Render the following data as a numbered list, omitting blank lines and leaving the pictures out of your answer.

====== TASK DATA

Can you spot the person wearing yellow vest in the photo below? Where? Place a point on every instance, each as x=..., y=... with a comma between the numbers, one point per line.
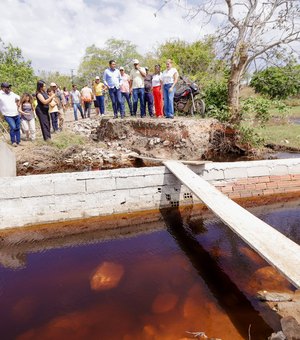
x=98, y=91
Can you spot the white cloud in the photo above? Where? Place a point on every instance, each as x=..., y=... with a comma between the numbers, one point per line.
x=54, y=34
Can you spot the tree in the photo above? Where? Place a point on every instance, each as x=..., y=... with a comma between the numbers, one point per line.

============

* IN RESPONSE:
1. Can you spot the person wearing yellow vest in the photo below? Where? Place a point on every instance, each as x=..., y=... with a comma between the numbers, one point per line.
2. x=98, y=91
3. Can you spot the white cloud in the photo above? Where? Place a point on every instance, each as x=..., y=... with a comma between the numbers, one point per line.
4. x=54, y=34
5. Can you spot the tree in the photo above? Where? Place a point on every instance, each as x=..., y=... with a comma between the numbers, one point per line.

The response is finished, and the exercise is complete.